The title of this chapter does include ‘Africa’; indeed it shall endure throughout. Why? Not to treat ‘Africa as if it were one country’, but because the ‘category’, or the ‘sign’ of Africa, as Wainaina and Walker drive home, persists. It looms large. As an imaginative object, the continent is, as James Ferguson puts it, more than the sum of its localities (Ferguson 2006: 4). In popular discourse and media representations, as a name, an idea and an image and also as a subject for scholarly study, ‘Africa’ remains fraught, at times burdened with alterity. It is this very sign of ‘Africa’ that intrigues; its predicament appears to be a persistent consigning of Africa to further taxonomies: of hopelessness, of urgency, of inconvenience, of silence, of perseverance. In the neo-liberal frame of the universal ‘global’, Africa is un-modern, an anomaly, ‘globalization’s antithesis’ (Bjørnsen 2008). The recent methodological shift in the humanities and social sciences to a ‘global perspective’ has meant that historians of the West have made impressive efforts to directly engage with Africa’s once ignored, now urgently implicit connections, with and across the Euroverse (Berg 2007; Desan, Hunt and Nelson 2013; Colley 2013). For design history, entangled by its Euro-American and ethnocentric historiography, the global – and Africa within that global – is an important project of inclusion and diverse representation (Teasley, Riello and Adamson 2011; Margolin 2005).

## [STORED ROWS]
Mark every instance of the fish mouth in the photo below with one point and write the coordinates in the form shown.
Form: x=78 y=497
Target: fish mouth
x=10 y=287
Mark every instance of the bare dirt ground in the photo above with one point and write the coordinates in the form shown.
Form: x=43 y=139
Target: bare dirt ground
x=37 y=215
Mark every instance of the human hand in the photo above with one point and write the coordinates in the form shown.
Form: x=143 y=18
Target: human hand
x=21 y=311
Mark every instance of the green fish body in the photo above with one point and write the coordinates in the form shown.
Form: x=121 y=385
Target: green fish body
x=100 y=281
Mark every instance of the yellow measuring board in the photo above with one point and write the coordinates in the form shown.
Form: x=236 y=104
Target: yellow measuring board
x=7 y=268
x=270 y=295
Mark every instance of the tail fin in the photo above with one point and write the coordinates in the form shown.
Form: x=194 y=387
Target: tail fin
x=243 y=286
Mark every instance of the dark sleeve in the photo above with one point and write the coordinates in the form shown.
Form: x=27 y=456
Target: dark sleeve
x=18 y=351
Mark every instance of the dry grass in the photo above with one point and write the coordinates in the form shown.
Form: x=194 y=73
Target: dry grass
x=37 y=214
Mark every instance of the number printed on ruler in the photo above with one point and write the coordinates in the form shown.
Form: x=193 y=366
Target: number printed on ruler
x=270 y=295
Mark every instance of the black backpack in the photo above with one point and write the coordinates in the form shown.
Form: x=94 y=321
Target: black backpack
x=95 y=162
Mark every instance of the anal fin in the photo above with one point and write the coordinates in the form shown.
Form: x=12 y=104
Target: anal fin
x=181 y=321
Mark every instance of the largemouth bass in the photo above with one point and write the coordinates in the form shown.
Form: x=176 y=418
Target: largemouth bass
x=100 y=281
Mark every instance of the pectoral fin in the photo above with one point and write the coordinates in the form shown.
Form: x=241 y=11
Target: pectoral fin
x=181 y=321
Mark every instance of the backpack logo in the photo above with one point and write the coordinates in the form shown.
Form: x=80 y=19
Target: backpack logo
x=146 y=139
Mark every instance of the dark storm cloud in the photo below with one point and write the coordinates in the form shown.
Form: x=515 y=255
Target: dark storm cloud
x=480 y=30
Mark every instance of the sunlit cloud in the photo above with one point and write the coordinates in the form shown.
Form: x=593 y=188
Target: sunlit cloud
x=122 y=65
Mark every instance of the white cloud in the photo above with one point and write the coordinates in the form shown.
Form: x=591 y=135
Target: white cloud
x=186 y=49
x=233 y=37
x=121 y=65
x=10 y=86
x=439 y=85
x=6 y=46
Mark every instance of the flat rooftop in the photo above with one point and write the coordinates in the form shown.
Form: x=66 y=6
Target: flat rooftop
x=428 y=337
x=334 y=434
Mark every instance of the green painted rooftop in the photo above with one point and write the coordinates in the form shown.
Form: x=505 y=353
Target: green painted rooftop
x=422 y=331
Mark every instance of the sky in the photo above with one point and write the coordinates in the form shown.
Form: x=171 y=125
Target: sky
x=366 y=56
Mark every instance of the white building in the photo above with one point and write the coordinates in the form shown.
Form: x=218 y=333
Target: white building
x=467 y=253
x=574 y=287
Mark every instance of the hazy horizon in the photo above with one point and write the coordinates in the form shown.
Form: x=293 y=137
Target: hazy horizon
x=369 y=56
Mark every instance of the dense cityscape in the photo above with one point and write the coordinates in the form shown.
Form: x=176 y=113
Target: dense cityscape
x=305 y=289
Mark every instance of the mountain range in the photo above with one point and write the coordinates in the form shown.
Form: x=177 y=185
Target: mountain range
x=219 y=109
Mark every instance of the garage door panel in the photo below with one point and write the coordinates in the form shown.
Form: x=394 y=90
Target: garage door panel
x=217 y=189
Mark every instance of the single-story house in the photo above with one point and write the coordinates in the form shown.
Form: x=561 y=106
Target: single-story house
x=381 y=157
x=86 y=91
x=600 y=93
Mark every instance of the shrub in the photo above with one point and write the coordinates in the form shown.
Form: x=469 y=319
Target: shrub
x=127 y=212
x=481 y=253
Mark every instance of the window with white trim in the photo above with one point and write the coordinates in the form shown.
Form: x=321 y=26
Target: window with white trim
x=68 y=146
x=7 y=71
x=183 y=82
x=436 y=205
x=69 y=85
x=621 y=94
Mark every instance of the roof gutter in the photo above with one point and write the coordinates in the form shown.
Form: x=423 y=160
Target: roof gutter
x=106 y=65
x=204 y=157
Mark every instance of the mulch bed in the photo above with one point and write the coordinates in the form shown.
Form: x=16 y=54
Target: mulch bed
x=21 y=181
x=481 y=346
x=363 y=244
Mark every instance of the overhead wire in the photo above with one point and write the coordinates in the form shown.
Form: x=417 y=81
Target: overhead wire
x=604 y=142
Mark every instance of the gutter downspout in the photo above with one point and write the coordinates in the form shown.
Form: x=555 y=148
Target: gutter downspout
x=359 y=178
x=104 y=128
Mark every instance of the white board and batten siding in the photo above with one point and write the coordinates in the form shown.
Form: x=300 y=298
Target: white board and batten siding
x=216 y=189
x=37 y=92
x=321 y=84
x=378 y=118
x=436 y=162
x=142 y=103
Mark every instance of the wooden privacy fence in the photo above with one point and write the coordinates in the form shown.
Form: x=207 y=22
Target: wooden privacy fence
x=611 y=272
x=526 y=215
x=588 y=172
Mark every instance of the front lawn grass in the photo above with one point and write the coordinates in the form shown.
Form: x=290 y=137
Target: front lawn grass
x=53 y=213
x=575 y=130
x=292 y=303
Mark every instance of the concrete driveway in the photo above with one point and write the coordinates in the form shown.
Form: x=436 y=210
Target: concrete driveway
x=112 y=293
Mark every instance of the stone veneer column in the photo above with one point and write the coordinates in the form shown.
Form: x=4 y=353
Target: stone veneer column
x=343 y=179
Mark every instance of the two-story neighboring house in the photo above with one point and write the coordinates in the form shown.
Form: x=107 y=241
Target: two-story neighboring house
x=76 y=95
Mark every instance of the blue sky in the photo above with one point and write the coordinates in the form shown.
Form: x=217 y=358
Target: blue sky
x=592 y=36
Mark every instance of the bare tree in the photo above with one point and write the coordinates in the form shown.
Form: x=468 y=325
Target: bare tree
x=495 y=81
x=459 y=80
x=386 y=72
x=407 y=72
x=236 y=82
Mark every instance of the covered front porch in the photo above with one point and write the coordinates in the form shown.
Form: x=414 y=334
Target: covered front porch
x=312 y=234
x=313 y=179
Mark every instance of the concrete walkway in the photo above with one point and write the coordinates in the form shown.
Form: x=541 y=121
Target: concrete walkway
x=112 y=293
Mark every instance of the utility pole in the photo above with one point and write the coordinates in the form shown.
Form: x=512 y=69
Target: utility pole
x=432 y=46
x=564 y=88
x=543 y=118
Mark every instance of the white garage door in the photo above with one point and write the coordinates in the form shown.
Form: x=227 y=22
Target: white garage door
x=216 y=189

## [EXERCISE DESCRIPTION]
Reproduce the entire extract above on "Africa" as a sign and category, word for word.

## [RIGHT ANSWER]
The title of this chapter does include ‘Africa’; indeed it shall endure throughout. Why? Not to treat ‘Africa as if it were one country’, but because the ‘category’, or the ‘sign’ of Africa, as Wainaina and Walker drive home, persists. It looms large. As an imaginative object, the continent is, as James Ferguson puts it, more than the sum of its localities (Ferguson 2006: 4). In popular discourse and media representations, as a name, an idea and an image and also as a subject for scholarly study, ‘Africa’ remains fraught, at times burdened with alterity. It is this very sign of ‘Africa’ that intrigues; its predicament appears to be a persistent consigning of Africa to further taxonomies: of hopelessness, of urgency, of inconvenience, of silence, of perseverance. In the neo-liberal frame of the universal ‘global’, Africa is un-modern, an anomaly, ‘globalization’s antithesis’ (Bjørnsen 2008). The recent methodological shift in the humanities and social sciences to a ‘global perspective’ has meant that historians of the West have made impressive efforts to directly engage with Africa’s once ignored, now urgently implicit connections, with and across the Euroverse (Berg 2007; Desan, Hunt and Nelson 2013; Colley 2013). For design history, entangled by its Euro-American and ethnocentric historiography, the global – and Africa within that global – is an important project of inclusion and diverse representation (Teasley, Riello and Adamson 2011; Margolin 2005).